━━ LISTED ENTRIES ━━

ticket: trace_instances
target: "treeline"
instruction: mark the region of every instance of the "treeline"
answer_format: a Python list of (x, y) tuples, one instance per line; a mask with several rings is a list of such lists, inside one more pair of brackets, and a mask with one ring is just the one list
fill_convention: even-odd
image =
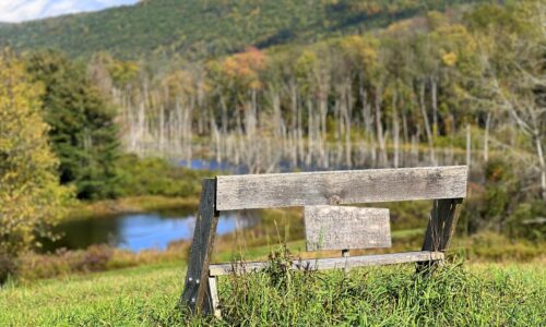
[(524, 187), (545, 198), (541, 10), (429, 12), (373, 34), (204, 62), (99, 53), (90, 73), (140, 155), (268, 172), (477, 165), (497, 154), (521, 164)]
[(79, 199), (197, 196), (206, 172), (124, 154), (117, 110), (86, 65), (55, 51), (0, 53), (0, 284), (55, 239)]

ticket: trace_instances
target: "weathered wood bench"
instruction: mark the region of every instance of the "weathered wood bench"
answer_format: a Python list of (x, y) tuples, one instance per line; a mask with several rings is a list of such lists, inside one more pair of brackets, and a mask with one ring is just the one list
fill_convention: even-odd
[[(268, 263), (211, 265), (219, 211), (304, 206), (308, 251), (343, 256), (295, 261), (293, 269), (333, 269), (443, 259), (466, 196), (466, 166), (330, 172), (218, 175), (203, 180), (181, 301), (192, 312), (219, 315), (217, 276), (257, 271)], [(348, 256), (351, 249), (389, 247), (389, 211), (339, 206), (434, 199), (422, 251)], [(234, 271), (239, 270), (240, 271)]]

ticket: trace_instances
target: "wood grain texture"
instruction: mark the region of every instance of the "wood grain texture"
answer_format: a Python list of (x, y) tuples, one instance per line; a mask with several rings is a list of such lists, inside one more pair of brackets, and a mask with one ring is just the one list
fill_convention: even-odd
[(307, 251), (391, 246), (389, 209), (306, 206)]
[(216, 209), (466, 196), (466, 166), (219, 175)]
[(427, 232), (423, 242), (424, 251), (444, 252), (456, 226), (456, 207), (462, 198), (436, 199), (430, 211)]
[(181, 301), (192, 312), (202, 308), (206, 311), (207, 307), (204, 305), (204, 299), (209, 281), (209, 264), (218, 223), (217, 211), (214, 209), (215, 180), (205, 179), (202, 185), (201, 202), (195, 217), (195, 229), (186, 274), (186, 284), (181, 296)]
[(219, 308), (219, 298), (218, 298), (218, 278), (213, 276), (209, 277), (209, 290), (207, 294), (207, 313), (214, 314), (216, 318), (222, 318), (222, 311)]
[[(423, 241), (423, 251), (443, 253), (448, 250), (455, 231), (458, 220), (456, 208), (462, 201), (462, 198), (441, 198), (434, 202), (425, 240)], [(416, 265), (418, 274), (431, 274), (436, 268), (436, 262), (420, 262)]]
[[(365, 266), (381, 266), (403, 263), (418, 263), (443, 259), (443, 253), (430, 251), (375, 254), (363, 256), (333, 257), (320, 259), (301, 259), (292, 262), (290, 269), (316, 269), (327, 270), (335, 268), (355, 268)], [(256, 272), (266, 268), (266, 262), (234, 263), (211, 265), (211, 276), (222, 276), (229, 274)]]

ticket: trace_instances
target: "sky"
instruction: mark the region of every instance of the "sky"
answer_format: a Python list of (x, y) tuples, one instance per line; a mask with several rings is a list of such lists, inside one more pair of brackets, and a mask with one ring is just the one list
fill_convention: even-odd
[(138, 0), (0, 0), (0, 22), (16, 23), (136, 2)]

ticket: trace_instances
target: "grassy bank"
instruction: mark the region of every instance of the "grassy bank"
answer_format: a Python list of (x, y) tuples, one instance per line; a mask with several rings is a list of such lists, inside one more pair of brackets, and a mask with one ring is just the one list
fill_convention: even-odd
[(413, 265), (343, 274), (278, 272), (221, 279), (224, 320), (201, 320), (175, 305), (181, 262), (0, 290), (0, 326), (539, 326), (544, 262), (449, 265), (417, 278)]

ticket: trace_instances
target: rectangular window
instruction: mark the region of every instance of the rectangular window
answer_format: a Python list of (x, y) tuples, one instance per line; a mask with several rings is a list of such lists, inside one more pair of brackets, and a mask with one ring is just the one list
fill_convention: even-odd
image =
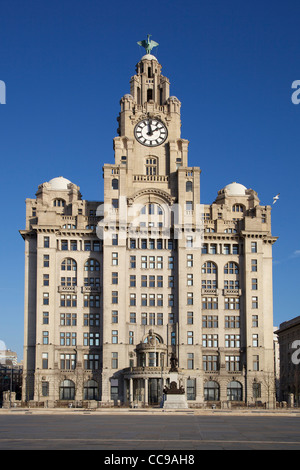
[(43, 331), (43, 344), (49, 344), (49, 331)]
[(187, 368), (194, 369), (194, 354), (188, 353), (187, 355)]
[(203, 297), (202, 308), (203, 310), (217, 310), (218, 309), (218, 297)]
[(259, 356), (253, 356), (253, 370), (259, 371)]
[(251, 271), (253, 273), (257, 272), (257, 259), (251, 260)]
[(258, 335), (252, 335), (252, 346), (258, 348)]
[(112, 332), (111, 332), (111, 342), (112, 342), (112, 344), (118, 344), (118, 330), (112, 330)]
[(187, 293), (187, 304), (193, 305), (194, 304), (194, 296), (192, 292)]
[(194, 344), (194, 333), (193, 331), (187, 332), (187, 344)]
[(134, 332), (129, 331), (129, 344), (134, 344)]
[(225, 356), (225, 368), (227, 372), (240, 371), (240, 356)]
[(218, 335), (202, 335), (202, 346), (204, 348), (217, 348), (219, 346)]
[(217, 371), (219, 369), (218, 356), (203, 356), (203, 370), (205, 371)]
[(240, 328), (240, 317), (225, 316), (225, 328)]
[(155, 276), (149, 276), (149, 287), (155, 287)]
[(43, 325), (49, 325), (49, 312), (43, 312)]
[(194, 313), (193, 312), (187, 312), (187, 324), (188, 325), (193, 325), (194, 323)]
[(163, 294), (157, 294), (157, 306), (163, 307), (163, 305), (164, 305)]
[(71, 251), (77, 251), (77, 241), (71, 240)]
[(44, 292), (43, 294), (43, 305), (49, 305), (49, 293)]
[(169, 269), (174, 269), (174, 257), (173, 256), (169, 256), (169, 266), (168, 266)]
[(117, 233), (112, 234), (112, 245), (113, 246), (118, 246), (119, 244), (119, 237)]
[(43, 285), (44, 286), (49, 286), (49, 274), (44, 274), (43, 275)]
[(136, 313), (130, 312), (130, 323), (136, 323)]
[(67, 251), (68, 250), (68, 240), (62, 240), (61, 241), (61, 249), (63, 251)]
[(130, 294), (130, 305), (134, 307), (136, 305), (136, 295)]
[(225, 297), (225, 310), (239, 310), (239, 297)]
[(196, 379), (187, 379), (186, 398), (187, 400), (196, 400)]
[(130, 287), (136, 287), (136, 277), (134, 274), (130, 275)]
[(225, 348), (240, 348), (240, 335), (225, 335)]
[(118, 310), (113, 310), (111, 312), (111, 322), (118, 323), (118, 317), (119, 317)]

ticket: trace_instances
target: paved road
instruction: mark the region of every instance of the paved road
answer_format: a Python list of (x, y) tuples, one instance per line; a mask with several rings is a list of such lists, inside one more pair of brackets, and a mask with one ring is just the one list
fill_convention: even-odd
[(0, 415), (0, 449), (299, 450), (300, 416)]

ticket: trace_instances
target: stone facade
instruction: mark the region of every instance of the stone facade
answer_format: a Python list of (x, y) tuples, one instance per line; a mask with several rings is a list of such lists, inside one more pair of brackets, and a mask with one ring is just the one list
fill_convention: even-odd
[(280, 324), (279, 343), (280, 401), (300, 404), (300, 317)]
[(270, 402), (271, 207), (238, 183), (200, 204), (153, 55), (120, 108), (104, 201), (63, 177), (26, 200), (23, 399), (159, 404), (173, 355), (190, 406)]

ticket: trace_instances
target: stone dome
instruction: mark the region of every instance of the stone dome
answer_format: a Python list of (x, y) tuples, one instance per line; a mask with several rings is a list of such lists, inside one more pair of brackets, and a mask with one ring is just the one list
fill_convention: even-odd
[(243, 184), (240, 183), (230, 183), (222, 190), (222, 192), (227, 193), (228, 196), (245, 196), (247, 188)]
[(52, 178), (49, 181), (52, 190), (54, 191), (65, 191), (68, 189), (68, 184), (72, 184), (70, 180), (67, 180), (63, 176), (58, 176), (57, 178)]

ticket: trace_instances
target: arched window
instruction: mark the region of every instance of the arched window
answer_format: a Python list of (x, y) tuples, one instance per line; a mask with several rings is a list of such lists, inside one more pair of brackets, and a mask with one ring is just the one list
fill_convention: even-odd
[(204, 400), (218, 401), (220, 400), (220, 386), (217, 382), (210, 380), (204, 385)]
[(76, 271), (77, 264), (76, 261), (72, 258), (65, 258), (61, 263), (62, 271)]
[(245, 208), (242, 204), (234, 204), (232, 206), (232, 212), (244, 212)]
[(147, 157), (146, 158), (146, 175), (155, 176), (158, 174), (157, 158)]
[(166, 208), (157, 203), (148, 203), (142, 207), (139, 217), (136, 218), (140, 227), (162, 228), (165, 225)]
[(65, 207), (66, 201), (63, 199), (54, 199), (53, 206), (54, 207)]
[(193, 183), (191, 181), (186, 182), (185, 190), (186, 190), (187, 193), (193, 191)]
[(98, 384), (95, 380), (88, 380), (87, 382), (85, 382), (83, 396), (84, 400), (99, 399)]
[(147, 101), (150, 101), (153, 99), (153, 90), (152, 88), (148, 88), (147, 90)]
[(88, 259), (84, 263), (84, 270), (85, 271), (100, 271), (100, 263), (96, 259)]
[(229, 401), (242, 401), (243, 387), (240, 382), (233, 380), (227, 385), (227, 400)]
[(64, 380), (59, 387), (60, 400), (74, 400), (75, 398), (75, 384), (72, 380)]
[(111, 181), (111, 189), (119, 189), (119, 180), (117, 178)]

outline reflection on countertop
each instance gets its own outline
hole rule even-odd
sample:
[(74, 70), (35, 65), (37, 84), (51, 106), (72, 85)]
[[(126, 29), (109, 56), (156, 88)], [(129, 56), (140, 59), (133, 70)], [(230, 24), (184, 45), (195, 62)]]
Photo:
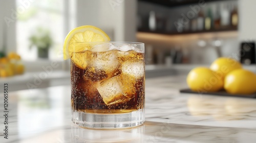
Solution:
[(187, 88), (181, 73), (146, 79), (146, 122), (126, 129), (73, 125), (70, 86), (11, 92), (8, 139), (1, 135), (1, 142), (254, 142), (255, 99), (180, 93)]

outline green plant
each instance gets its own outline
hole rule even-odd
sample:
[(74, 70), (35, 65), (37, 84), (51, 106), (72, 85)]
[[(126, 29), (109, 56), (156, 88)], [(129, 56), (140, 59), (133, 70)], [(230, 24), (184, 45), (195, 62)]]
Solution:
[(38, 49), (49, 49), (53, 41), (50, 31), (42, 28), (38, 28), (34, 34), (29, 37), (30, 48), (36, 46)]

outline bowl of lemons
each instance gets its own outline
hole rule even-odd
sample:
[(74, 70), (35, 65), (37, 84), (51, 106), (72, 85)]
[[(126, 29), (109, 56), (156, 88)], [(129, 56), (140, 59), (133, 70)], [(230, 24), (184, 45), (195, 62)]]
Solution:
[(0, 78), (11, 77), (24, 73), (25, 67), (19, 55), (9, 53), (0, 58)]
[(231, 58), (219, 58), (209, 67), (193, 69), (186, 82), (190, 90), (200, 93), (221, 91), (231, 95), (249, 95), (256, 92), (256, 75)]

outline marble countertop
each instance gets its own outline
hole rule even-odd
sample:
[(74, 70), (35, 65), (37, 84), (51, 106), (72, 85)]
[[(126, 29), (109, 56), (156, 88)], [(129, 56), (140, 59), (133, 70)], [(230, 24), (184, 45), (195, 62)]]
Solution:
[(146, 121), (127, 129), (73, 124), (69, 86), (10, 92), (8, 139), (1, 93), (0, 142), (255, 142), (256, 99), (180, 93), (185, 78), (146, 79)]

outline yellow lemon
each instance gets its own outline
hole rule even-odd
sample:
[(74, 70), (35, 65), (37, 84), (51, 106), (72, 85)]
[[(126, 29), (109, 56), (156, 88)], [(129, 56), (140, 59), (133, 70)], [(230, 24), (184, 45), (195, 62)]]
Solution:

━━━

Every line from the one holding "outline bowl of lemons" through the final line of the listing must be echoed exactly; leave out all other lines.

outline bowl of lemons
each instance gets its own outline
hole rule even-odd
sample:
[(74, 70), (35, 65), (37, 84), (51, 106), (72, 85)]
[[(126, 29), (109, 56), (156, 88)], [(129, 56), (140, 59), (133, 70)], [(230, 24), (184, 45), (195, 62)]]
Solution:
[(0, 78), (11, 77), (24, 73), (25, 67), (19, 55), (9, 53), (0, 58)]
[(231, 58), (219, 58), (209, 67), (193, 69), (186, 82), (190, 90), (200, 93), (221, 91), (231, 95), (249, 95), (256, 92), (256, 75)]

outline marble countertop
each instance gets its own outline
hole rule even-odd
sample:
[(74, 70), (35, 65), (37, 84), (51, 106), (72, 85)]
[[(126, 29), (109, 56), (156, 88)], [(129, 56), (140, 59), (133, 70)], [(230, 24), (184, 45), (195, 62)]]
Solution:
[(146, 121), (127, 129), (73, 124), (69, 86), (10, 92), (8, 139), (1, 93), (0, 142), (255, 142), (256, 99), (180, 93), (185, 78), (146, 79)]

outline yellow lemon
each instance gets its own outline
hole rule even-odd
sample:
[(74, 70), (35, 65), (37, 84), (51, 106), (72, 85)]
[[(126, 29), (109, 56), (156, 88)], [(129, 56), (140, 59), (133, 70)], [(230, 24), (184, 45), (195, 62)]]
Solution:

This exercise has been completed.